⟨

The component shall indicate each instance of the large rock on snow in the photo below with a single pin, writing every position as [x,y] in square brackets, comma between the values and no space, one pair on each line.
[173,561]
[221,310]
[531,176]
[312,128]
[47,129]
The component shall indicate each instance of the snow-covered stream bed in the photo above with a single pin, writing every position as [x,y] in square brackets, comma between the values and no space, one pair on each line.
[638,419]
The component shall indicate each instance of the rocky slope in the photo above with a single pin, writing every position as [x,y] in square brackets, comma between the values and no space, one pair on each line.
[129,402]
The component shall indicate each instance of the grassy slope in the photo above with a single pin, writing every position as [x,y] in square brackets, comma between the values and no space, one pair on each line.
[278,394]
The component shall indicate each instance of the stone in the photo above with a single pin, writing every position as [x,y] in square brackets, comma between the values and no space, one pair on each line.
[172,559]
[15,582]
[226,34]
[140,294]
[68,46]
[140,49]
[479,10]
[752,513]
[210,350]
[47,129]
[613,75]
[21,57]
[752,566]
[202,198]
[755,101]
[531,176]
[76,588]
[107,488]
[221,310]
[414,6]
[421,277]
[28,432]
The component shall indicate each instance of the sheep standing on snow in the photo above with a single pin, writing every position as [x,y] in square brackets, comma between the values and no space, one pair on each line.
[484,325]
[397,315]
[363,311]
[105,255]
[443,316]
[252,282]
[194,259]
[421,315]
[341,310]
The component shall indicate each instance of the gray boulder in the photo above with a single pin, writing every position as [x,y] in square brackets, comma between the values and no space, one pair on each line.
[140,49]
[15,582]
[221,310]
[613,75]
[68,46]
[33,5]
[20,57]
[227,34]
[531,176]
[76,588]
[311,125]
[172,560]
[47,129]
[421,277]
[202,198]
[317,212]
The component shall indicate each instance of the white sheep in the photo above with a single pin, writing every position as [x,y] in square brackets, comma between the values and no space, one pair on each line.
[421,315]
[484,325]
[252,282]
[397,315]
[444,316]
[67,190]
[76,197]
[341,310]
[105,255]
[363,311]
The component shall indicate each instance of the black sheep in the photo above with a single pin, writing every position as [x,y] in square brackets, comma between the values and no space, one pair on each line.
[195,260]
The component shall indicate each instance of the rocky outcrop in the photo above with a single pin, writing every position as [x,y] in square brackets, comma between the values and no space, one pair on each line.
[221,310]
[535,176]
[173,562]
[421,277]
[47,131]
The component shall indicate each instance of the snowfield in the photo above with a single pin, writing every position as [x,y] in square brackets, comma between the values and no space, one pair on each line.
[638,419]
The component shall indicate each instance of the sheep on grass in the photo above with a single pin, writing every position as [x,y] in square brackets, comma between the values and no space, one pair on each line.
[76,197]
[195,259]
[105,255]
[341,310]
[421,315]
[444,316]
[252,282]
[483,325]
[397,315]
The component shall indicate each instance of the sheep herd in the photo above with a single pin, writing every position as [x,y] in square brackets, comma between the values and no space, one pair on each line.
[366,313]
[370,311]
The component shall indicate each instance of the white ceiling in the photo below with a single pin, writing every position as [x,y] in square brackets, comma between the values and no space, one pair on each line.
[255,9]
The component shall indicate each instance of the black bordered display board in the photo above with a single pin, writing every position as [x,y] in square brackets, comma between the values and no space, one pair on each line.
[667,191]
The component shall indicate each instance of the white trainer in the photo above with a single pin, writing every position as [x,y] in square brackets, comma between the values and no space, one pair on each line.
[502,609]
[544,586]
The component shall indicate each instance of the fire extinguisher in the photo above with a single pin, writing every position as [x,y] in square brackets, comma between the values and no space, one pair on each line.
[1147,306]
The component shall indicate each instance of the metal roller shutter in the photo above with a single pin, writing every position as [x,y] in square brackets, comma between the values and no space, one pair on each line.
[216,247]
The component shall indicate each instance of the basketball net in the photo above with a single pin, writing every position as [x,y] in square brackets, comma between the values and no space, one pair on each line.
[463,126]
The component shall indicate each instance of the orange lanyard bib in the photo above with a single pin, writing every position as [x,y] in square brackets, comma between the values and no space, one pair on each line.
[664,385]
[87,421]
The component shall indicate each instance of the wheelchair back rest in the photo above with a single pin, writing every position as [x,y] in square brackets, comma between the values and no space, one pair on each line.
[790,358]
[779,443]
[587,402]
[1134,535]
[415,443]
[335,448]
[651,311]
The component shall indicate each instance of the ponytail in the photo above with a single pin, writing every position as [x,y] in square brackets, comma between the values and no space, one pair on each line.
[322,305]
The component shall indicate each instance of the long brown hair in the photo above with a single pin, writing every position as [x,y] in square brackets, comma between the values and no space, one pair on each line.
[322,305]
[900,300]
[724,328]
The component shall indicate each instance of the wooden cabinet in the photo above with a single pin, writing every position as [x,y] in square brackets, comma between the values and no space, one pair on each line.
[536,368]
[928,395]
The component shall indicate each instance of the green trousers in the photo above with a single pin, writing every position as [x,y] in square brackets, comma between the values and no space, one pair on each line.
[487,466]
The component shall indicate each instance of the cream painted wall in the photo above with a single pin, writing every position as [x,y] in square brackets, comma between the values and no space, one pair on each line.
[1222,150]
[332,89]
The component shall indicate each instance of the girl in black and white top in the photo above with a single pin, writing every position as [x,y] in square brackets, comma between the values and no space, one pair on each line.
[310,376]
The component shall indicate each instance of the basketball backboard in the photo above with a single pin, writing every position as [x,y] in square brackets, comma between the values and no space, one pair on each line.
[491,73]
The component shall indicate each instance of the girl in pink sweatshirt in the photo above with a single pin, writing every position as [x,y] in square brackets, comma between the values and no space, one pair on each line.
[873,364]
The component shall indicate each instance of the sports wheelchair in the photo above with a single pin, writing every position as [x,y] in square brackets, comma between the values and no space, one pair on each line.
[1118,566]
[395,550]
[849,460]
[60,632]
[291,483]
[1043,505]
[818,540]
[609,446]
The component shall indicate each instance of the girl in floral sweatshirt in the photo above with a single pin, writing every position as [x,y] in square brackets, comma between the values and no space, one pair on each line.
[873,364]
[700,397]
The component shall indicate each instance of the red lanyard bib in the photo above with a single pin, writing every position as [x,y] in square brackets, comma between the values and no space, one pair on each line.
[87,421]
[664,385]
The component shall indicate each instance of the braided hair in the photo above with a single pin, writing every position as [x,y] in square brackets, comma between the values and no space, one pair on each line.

⟩

- [Written exercise]: Reproduce all of the records above with "single pin" replaced by "single marker" wherever it occurs. Leave every other character unchanged.

- [Written response]:
The component shall indicate each instance of the large rock on snow in the photo below with a single marker, writing every position as [x,y] in square brackets, comma between the values and no space, one pair on each line.
[173,561]
[221,310]
[531,176]
[312,128]
[47,129]
The component shall indicate each instance of the snow-covered stream bed in the photo above with a single marker, writing every position as [x,y] in square brackets, comma between the values and no space, one pair on each line.
[638,419]
The component shall indicate each instance of the rocky slope in the photo above with a single marker, writing every position as [x,y] in square brackets, comma between the values and no space, one pair on each line.
[129,402]
The component shall indicate each instance of the grassy slope in the photo above with a single marker, writing every position as [x,y] in square brackets, comma between the values and no space, one pair on each line.
[278,394]
The component shall indicate each instance of the stone in the photo above with a single marker, writing every position as [x,y] in square brackets, comma between the values and no space, one pair on each line.
[172,559]
[15,582]
[226,34]
[140,294]
[68,46]
[140,49]
[479,10]
[752,513]
[210,350]
[47,129]
[613,75]
[21,57]
[752,566]
[202,198]
[755,101]
[531,176]
[76,588]
[107,488]
[221,310]
[414,6]
[421,277]
[28,432]
The component shall indicate each instance of the sheep standing on snow in the photo above with a single marker, writing every position as [x,y] in square brackets, comma between the values and no space, one pair on each line.
[484,325]
[397,315]
[363,311]
[105,255]
[443,316]
[252,282]
[194,259]
[421,315]
[341,310]
The component shall indicate each instance of the gray boulder in the photo above with a single marker, writing every position as [x,y] in square brackets, comma between the values and no space, one pair on each line.
[140,49]
[15,582]
[221,310]
[613,75]
[68,46]
[33,5]
[20,57]
[227,34]
[531,176]
[76,588]
[311,125]
[172,560]
[47,129]
[421,277]
[202,198]
[317,212]
The component shall indicate each instance of the white sheep in the photo above with a single marker, writing every position as [x,y] in square brackets, comma between the values and no space, one pair on each line.
[421,315]
[484,325]
[252,282]
[397,315]
[444,316]
[67,190]
[76,197]
[341,310]
[105,255]
[363,311]
The component shall indicate each instance of the black sheep in the photo above with a single marker, writing every position as [x,y] in square brackets, comma between the values and no space, one pair on each line.
[195,260]
The component shall indicate each instance of the rocky outcrop in the photo above with a single marker, writing every position as [x,y] in square brackets, comma between the values and no space, one pair on each line.
[221,310]
[535,176]
[173,562]
[421,277]
[47,131]
The component shall indicate each instance of the snowfield in the photo above with a single marker, writing every position as [x,y] in square brackets, comma between the values and no space, one pair on each line.
[638,419]
The component shall indicate each instance of the sheep on grass in the photo above with a single marker, writing every position as [x,y] in square brackets, comma between the values and no space, one pair on each line.
[76,197]
[195,259]
[105,255]
[341,310]
[421,315]
[444,316]
[252,282]
[483,325]
[397,315]
The component shall indicate each instance of the sheep herd in the photo above with a single marker, writing every position as [x,y] in square brackets, comma between the values and no space, one pair on each line.
[366,313]
[370,311]
The component shall indicate each instance of the white ceiling in the photo below with a single marker, writing every position as [x,y] in square brackets, comma between the values and no space, one pair on each line.
[255,9]
The component shall indicate each instance of the black bordered display board in the photo above with a single marker, writing every position as [x,y] in square brackets, comma between the values and no space, one pair on each line.
[667,191]
The component shall indicate each instance of the white trainer in the photo above with a single marker, writing every position as [x,y] in square brackets, comma between the values and no space, one pair on each line.
[502,609]
[544,586]
The component shall indicate each instance of the fire extinguisher in the photo above with a single marker, writing every position as [x,y] in square brackets, comma between the values and no space, one pair on each line.
[1147,306]
The component shall indicate each instance of the metal roller shutter in the photo above with a single marker, writing every position as [x,y] in square brackets, comma between the values and no space, one pair on each line.
[216,247]
The component shall indicate each instance of the basketball net in the photo above with a single marker, writing every position as [x,y] in square brackets, comma between the values and no space, one pair on each line.
[463,126]
The component shall indicate each instance of the orange lanyard bib in the photo above with a single marker, writing every position as [x,y] in square brackets, comma between the values and no space, one pair on each line.
[664,385]
[87,421]
The component shall indicate each instance of the wheelchair back rest in the photo above with a single marker, writing every position as [x,y] in square brackets, comma between the values and no space, one pair on each line.
[790,358]
[779,443]
[587,402]
[1134,535]
[415,443]
[335,448]
[651,311]
The component shall indicate each instance of the ponytail in the photo above with a single marker, writing every position as [x,y] in square brackets, comma between the values and no space, one pair on each line.
[322,305]
The component shall indicate each instance of the long brown hair in the photo above with a single marker, writing every position as [x,y] in square brackets, comma between the values and no space, one pair on each line.
[322,305]
[900,300]
[724,328]
The component shall indicate each instance of the wooden cabinet in the photo above with a single marker, writing every position as [x,y] in square brackets, comma between the values and no space, one pair on each line.
[536,368]
[928,395]
The component shall indicate each instance of the green trousers in the photo above with a single marker, writing every position as [x,y] in square brackets, comma between the values and no space, one pair on each line.
[487,466]
The component shall indicate each instance of the cream painted wall in the photo above with a single marker, writing every position as [x,y] in square brackets, comma between the values and no space, one pair on each line.
[1222,150]
[332,89]
The component shall indicate each instance of the girl in black and white top in the photo above with a single marker, writing every position as [x,y] in square brackets, comma between the values and no space, one pair on each line.
[310,376]
The component shall indicate each instance of the basketball backboard in the photo above with a single marker, writing every position as [x,y] in square brackets, comma between the values and no space, one pair on each line.
[491,73]
The component shall indicate each instance of the girl in pink sweatshirt in the photo above with a single marker, writing every position as [x,y] in square brackets, comma between the values and no space, one pair on each line.
[873,364]
The component shall indicate each instance of the sports wheelchair in the photo above with a single marker, writing every position as [x,y] in square brackets, comma between the values and no space, one pair on each line.
[1118,566]
[395,550]
[849,460]
[60,632]
[291,483]
[1043,505]
[818,540]
[609,446]
The component shall indicate each instance of the girl in floral sweatshirt in the photo above with a single marker, writing every position as [x,y] in square brackets, comma between the values and no space, one pair on each line.
[873,364]
[700,397]
The component shall indicate each instance of the red lanyard bib in the photo above with a single marker, writing every position as [x,y] in square brackets, comma between the values and no space, one pair on each line.
[87,421]
[664,385]
The component shall indicate each instance of the braided hair in the photo above with a single marker, writing every position as [x,y] in square brackets, comma between the values and no space, one pair on each line.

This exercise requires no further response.